#### SUPPLIED TEXT:
- - -

This was the sixth set of regulatory changes, according to an article in the Miami Herald, and includes business changes as well as one that will please travelers: no more limit on how many bottles of rum or Cuban cigars they can bring back for personal use.

Among the other changes: U.S. companies can negotiate binding contracts in Cuba (though they will not go into effect until the embargo is lifted by Congress); Cubans and Americans can engage in joint medical research; cargo ships no longer have to wait 180 days after visiting a Cuban port to enter the U.S., online sales of consumer goods to Cubans is allowed without requiring U.S. companies to get a license, and Cubans can receive grants and scholarships to study in the United States.

The regulations also allow U.S. nationals such as engineering and architecture firms to provide services to Cuba related to developing, repairing, maintaining and enhancing Cuban infrastructure.

- - -

#### TASK REQUIREMENTS:
**1.** Do these three statements agree with the passage on the Cuba regulation changes? For each, answer yes or no and quote the words from the passage that decide it.
(a) Travelers can now bring back any number of bottles of rum or Cuban cigars for personal use.
(b) Binding contracts that U.S. companies negotiate in Cuba take effect right away.
(c) Cargo ships must still wait 180 days after visiting a Cuban port before entering the U.S.
**2.** Extend the passage on the Cuba regulation changes, starting after its final sentence.

#### DATA EXTRACTS:
- - -

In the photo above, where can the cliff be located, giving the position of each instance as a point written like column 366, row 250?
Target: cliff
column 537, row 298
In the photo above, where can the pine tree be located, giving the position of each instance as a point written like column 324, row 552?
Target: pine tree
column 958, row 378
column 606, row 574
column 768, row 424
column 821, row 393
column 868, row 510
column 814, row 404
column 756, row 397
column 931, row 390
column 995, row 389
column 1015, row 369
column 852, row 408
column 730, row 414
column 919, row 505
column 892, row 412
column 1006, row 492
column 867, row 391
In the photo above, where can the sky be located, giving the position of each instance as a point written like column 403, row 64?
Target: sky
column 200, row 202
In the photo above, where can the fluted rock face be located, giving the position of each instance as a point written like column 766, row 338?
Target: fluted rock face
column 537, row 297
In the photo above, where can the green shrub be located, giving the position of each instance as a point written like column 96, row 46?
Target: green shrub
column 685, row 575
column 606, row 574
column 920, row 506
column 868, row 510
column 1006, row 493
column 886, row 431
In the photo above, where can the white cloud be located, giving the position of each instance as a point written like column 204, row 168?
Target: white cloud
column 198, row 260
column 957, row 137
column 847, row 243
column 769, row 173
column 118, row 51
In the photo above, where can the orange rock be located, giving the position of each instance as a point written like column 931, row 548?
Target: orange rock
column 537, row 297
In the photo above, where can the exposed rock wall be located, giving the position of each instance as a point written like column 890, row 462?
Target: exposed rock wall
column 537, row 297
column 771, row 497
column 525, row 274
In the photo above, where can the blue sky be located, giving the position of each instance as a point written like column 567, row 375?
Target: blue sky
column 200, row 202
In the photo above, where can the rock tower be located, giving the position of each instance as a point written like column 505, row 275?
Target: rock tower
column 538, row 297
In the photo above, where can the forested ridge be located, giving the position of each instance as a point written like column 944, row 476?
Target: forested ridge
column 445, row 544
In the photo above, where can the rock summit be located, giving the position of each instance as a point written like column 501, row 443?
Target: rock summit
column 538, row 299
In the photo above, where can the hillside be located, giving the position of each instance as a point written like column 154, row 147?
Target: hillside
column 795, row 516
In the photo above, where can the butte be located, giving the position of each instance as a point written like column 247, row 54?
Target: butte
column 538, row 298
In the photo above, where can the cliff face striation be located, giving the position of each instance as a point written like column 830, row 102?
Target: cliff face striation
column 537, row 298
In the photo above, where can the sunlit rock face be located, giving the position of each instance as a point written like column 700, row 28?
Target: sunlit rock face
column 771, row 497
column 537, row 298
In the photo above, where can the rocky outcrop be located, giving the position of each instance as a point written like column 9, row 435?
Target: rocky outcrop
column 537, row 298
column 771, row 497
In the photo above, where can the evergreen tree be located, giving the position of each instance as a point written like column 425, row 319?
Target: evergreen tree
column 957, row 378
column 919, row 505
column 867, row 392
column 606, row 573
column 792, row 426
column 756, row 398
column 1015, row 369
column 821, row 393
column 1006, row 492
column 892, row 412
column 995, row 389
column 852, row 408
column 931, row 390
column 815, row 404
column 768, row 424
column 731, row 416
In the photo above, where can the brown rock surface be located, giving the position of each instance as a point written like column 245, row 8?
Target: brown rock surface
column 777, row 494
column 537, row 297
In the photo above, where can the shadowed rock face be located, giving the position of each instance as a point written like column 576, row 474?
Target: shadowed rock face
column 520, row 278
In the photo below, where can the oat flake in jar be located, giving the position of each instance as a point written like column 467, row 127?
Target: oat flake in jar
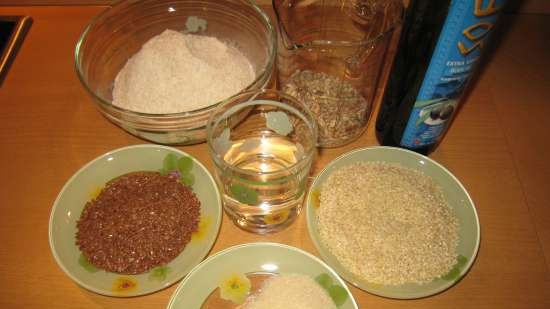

- - -

#### ANSWER LIST:
**1.**
(a) Yes: "no more limit on how many bottles of rum or Cuban cigars they can bring back for personal use"
(b) No: "though they will not go into effect until the embargo is lifted by Congress"
(c) No: "cargo ships no longer have to wait 180 days after visiting a Cuban port to enter the U.S."

**2.**
As for Cuban products (such as rum and cigars), there is no longer a monetary limit on how much Americans can bring back in their luggage, as long as they pay normal duties and taxes. There will no longer be monetary limits on such products purchased in third countries that come into the United States as accompanied baggage, according to the Herald.

The new rules took effect Oct. 17 when they were published in the Federal Register. They supersede any previous presidential directives on Cuba and stand as U.S.-Cuba policy until they are is replaced, a senior administration official told the Herald.

Republican presidential candidate Donald Trump tweeted earlier this week that he would “reverse Obama’s executive orders and concessions towards Cuba until freedoms are restored.”